[begin Source document]

Oregon Teacher Who Quit After Showing Controversial Movie Clip Gets Unemployment Benefits

On August 5, 2010, the Oregon Supreme Court ruled that a teacher who resigned after showing his students a movie clip that contained profanity was entitled to unemployment benefits. Robert McDowell, a first year language arts and drama teacher in Oregon’s Klamath County School District, played a 10 minute clip from the movie “Glengarry Glen Ross” to his senior English class as part of a lesson about language use and misuse. McDowell was placed on administrative leave and was told that termination would be recommended to the school board because he had not obtained approval before showing the profanity-containing clip to his class as required by school district policy. McDowell consulted with a union attorney who told him that there was absolutely no chance that the school board would overrule the termination recommendation, and then resigned and sought unemployment benefits. Benefits were denied, first on the grounds that McDowell was discharged for misconduct, and later on the grounds that he voluntarily left work without good cause. The Oregon Supreme Court reversed, holding that McDowell had good cause to voluntary quit and was, therefore, entitled to unemployment benefits.

As a preliminary matter, the court noted that if McDowell had been fired, he would have been entitled to unemployment benefits because the school district did not tell him about the pre-approval requirement for profanity-containing movies. Thus, showing the movie did not constitute “misconduct” which made McDowell ineligible for benefits.

[end Source document]

Exercise description ▸ Repeat, word for word, the stretch of the article on the Oregon teacher's unemployment benefits above that opens with the words containing "As a preliminary" and closes with "ineligible for benefits.".

[begin Material provided]

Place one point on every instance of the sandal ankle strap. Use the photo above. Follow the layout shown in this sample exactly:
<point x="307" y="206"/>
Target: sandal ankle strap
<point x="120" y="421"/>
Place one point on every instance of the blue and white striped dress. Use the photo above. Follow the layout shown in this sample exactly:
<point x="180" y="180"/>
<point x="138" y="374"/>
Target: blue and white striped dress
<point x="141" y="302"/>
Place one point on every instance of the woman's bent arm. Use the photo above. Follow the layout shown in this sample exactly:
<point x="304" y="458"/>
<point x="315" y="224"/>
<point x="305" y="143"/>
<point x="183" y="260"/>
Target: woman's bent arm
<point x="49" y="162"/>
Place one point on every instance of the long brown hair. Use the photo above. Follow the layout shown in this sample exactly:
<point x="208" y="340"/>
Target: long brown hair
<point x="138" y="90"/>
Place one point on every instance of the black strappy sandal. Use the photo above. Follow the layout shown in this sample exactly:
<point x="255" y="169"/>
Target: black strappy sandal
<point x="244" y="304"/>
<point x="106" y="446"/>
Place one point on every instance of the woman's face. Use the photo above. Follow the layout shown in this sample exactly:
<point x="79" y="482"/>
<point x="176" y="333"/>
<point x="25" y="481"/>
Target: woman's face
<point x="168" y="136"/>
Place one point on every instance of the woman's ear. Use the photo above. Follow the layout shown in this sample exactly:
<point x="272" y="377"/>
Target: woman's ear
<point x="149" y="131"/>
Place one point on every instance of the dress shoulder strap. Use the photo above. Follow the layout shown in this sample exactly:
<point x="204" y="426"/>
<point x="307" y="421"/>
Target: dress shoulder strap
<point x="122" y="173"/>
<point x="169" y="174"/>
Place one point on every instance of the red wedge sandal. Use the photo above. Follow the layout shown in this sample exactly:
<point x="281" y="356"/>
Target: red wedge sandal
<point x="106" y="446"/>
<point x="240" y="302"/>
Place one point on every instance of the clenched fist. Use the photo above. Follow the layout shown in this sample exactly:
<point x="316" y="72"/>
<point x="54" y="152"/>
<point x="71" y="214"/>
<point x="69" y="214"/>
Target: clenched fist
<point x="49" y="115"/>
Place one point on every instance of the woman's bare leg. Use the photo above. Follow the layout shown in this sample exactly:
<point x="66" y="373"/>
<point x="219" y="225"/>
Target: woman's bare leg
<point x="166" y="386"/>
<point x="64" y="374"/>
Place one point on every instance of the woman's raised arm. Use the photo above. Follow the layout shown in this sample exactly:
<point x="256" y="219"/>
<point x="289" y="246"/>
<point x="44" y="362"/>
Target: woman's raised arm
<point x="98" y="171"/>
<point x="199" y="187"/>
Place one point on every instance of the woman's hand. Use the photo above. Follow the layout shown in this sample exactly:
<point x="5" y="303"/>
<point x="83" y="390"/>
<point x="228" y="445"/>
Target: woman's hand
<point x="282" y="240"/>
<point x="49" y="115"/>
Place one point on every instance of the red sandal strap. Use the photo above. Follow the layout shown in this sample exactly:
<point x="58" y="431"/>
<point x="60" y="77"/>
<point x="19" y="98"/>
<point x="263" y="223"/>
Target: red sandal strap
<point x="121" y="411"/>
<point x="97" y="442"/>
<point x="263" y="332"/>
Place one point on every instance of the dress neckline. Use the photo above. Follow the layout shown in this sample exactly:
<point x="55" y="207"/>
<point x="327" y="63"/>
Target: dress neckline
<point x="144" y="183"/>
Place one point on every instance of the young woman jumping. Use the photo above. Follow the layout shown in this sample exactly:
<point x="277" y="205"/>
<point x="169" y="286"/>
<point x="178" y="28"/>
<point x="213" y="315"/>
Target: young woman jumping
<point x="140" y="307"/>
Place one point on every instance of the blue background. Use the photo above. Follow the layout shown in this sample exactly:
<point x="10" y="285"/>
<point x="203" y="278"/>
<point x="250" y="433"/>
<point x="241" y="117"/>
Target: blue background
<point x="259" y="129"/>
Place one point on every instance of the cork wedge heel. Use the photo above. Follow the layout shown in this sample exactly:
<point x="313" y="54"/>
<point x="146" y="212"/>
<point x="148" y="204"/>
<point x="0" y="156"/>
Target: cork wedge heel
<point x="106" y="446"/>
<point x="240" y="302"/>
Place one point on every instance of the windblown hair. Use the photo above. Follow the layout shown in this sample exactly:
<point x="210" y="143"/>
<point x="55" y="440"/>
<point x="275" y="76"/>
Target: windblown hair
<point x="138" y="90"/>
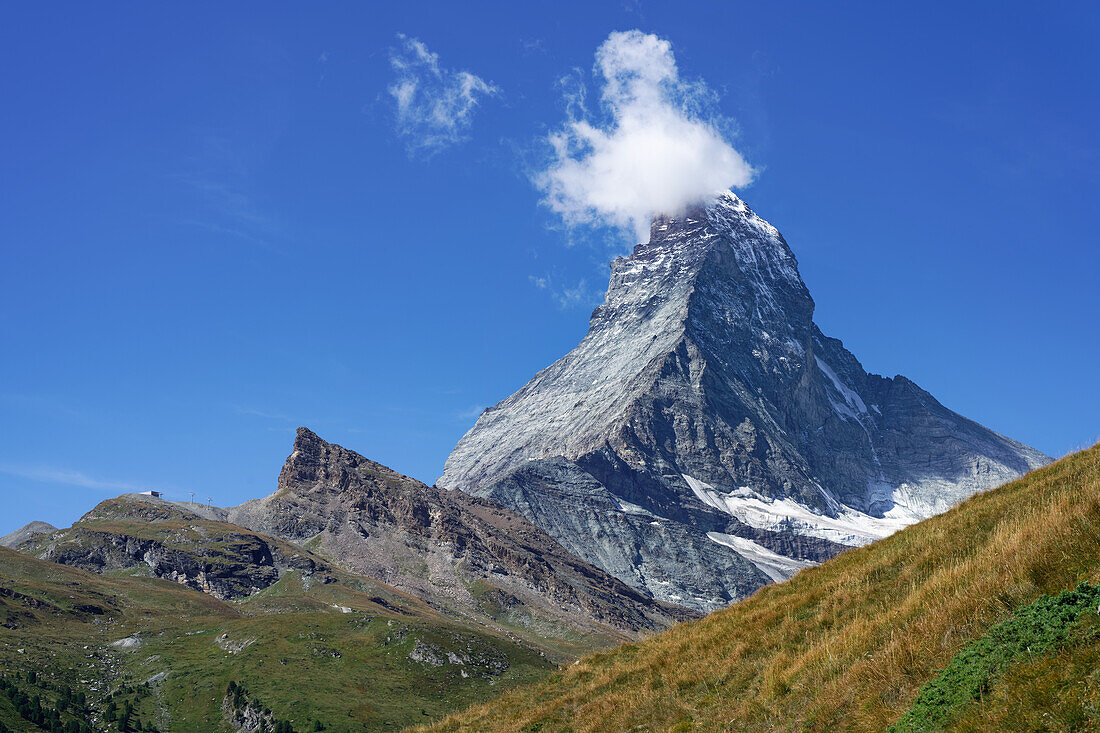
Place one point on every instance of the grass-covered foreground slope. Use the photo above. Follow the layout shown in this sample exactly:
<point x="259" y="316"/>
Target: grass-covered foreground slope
<point x="849" y="644"/>
<point x="350" y="655"/>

[end Material provided]

Completed exercise ▸
As a preliminary matter, the court noted that if McDowell had been fired, he would have been entitled to unemployment benefits because the school district did not tell him about the pre-approval requirement for profanity-containing movies. Thus, showing the movie did not constitute “misconduct” which made McDowell ineligible for benefits.